(begin)

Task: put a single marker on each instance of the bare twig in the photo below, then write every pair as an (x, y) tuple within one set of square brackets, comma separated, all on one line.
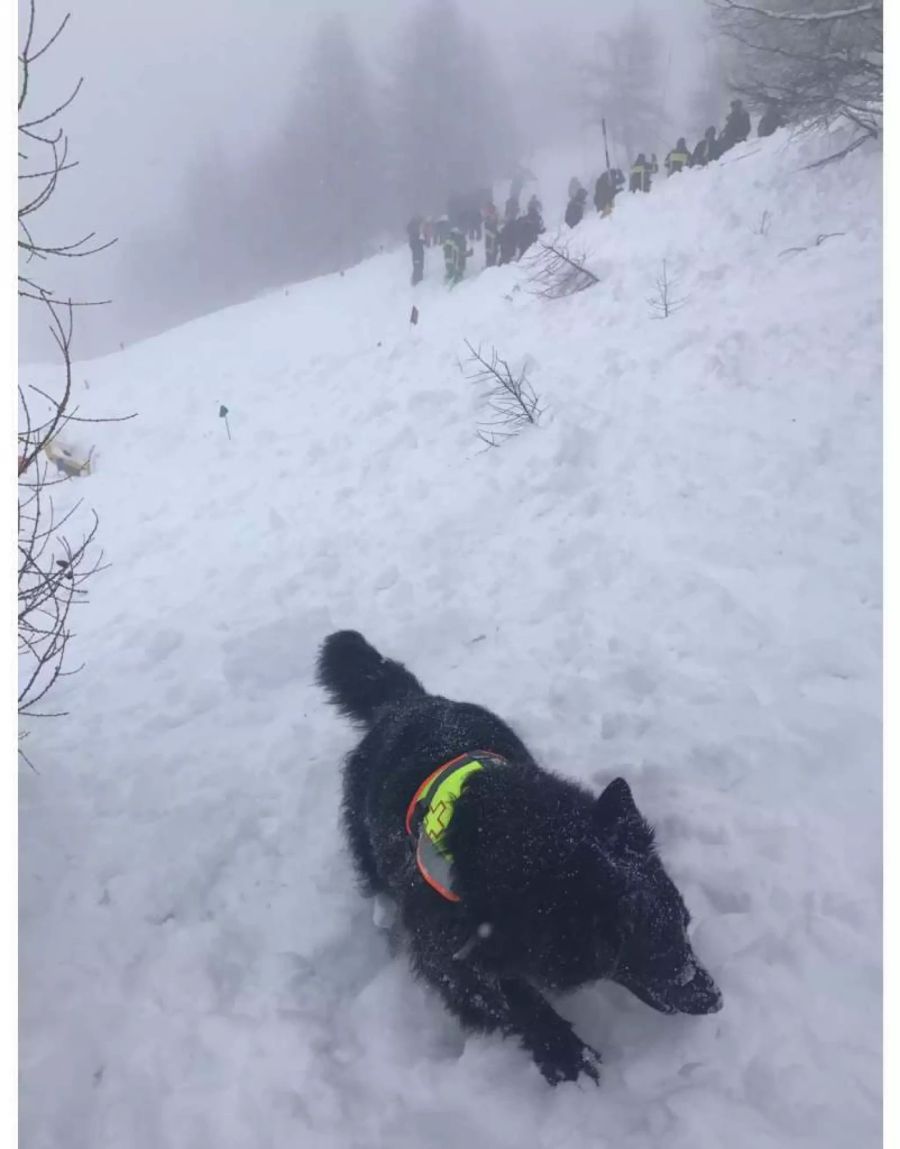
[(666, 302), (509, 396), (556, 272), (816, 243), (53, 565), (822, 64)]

(end)
(begin)

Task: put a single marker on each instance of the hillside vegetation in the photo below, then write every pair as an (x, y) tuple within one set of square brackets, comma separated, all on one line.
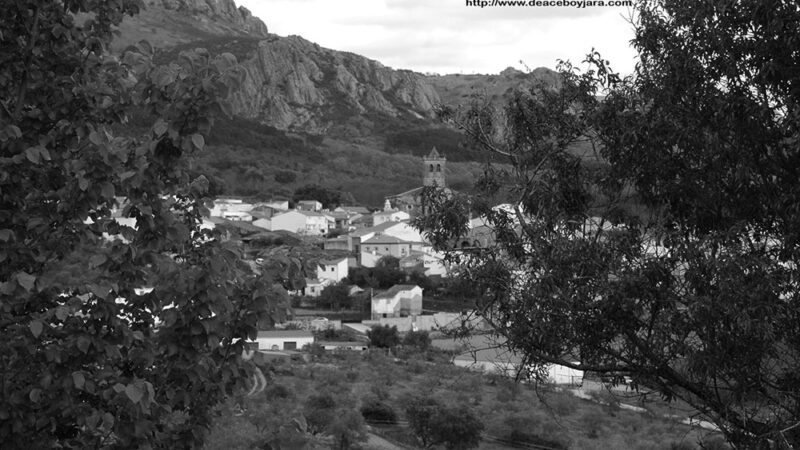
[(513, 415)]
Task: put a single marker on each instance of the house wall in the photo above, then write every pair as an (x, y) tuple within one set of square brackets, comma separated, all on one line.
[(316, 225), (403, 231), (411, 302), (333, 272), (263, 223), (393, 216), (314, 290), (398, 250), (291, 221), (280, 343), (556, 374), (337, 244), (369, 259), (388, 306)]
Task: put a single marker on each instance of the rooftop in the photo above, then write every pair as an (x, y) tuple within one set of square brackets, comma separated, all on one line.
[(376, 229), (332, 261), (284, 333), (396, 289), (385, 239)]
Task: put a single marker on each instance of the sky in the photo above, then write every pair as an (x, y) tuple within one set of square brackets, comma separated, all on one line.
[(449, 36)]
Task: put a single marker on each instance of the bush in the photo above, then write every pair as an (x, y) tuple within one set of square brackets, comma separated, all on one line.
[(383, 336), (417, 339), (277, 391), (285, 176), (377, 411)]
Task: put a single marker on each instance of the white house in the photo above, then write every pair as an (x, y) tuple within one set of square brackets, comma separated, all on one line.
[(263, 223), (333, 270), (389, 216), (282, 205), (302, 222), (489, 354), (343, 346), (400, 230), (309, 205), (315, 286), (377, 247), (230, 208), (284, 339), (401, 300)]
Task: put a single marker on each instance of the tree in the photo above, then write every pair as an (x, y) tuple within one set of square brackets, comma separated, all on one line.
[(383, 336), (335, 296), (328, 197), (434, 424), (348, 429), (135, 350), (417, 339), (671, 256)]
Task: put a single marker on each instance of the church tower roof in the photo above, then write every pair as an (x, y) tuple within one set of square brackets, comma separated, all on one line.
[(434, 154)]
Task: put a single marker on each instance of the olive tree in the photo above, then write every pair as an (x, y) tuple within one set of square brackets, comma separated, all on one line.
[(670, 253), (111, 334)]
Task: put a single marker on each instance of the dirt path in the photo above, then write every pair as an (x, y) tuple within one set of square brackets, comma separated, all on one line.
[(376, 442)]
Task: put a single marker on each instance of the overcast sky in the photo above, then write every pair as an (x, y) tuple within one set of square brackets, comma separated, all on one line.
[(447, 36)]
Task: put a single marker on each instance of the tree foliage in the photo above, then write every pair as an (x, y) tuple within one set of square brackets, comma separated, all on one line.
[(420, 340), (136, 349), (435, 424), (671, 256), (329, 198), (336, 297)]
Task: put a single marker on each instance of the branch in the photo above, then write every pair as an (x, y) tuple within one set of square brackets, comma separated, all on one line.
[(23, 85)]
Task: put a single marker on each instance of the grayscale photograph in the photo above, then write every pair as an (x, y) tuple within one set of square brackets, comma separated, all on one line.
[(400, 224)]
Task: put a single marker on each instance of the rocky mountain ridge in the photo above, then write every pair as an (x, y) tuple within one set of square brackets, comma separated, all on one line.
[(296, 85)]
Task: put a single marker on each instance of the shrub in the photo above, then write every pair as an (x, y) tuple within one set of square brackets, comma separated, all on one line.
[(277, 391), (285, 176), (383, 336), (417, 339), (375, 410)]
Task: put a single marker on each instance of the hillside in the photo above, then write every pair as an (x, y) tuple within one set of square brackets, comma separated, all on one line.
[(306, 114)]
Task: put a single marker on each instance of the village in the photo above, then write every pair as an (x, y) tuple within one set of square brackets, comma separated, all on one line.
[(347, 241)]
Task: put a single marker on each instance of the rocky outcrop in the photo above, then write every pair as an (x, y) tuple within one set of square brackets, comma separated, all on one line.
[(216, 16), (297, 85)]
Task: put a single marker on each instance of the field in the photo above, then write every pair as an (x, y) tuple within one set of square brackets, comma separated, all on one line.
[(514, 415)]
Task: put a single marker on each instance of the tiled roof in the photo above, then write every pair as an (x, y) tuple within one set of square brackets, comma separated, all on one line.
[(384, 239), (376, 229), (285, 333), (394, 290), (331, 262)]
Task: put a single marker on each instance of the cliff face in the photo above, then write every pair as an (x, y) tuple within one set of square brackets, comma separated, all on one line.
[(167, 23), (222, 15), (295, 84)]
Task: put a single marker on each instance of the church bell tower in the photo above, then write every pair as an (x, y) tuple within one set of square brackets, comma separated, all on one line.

(end)

TASK OBJECTIVE: Show each line of the data above that contains the word "church", copied in full.

TASK ANSWER:
Task: put a single marker on each instance of the church tower roof in the photo above, then write every pair as an (x, y) tuple within one set of square brackets, comma separated, all on one line.
Task: put a single marker on each instance of the church bell tower in the photo above, then write every pair as an (x, y) tuple within one set of square brackets, comma separated, all on one line.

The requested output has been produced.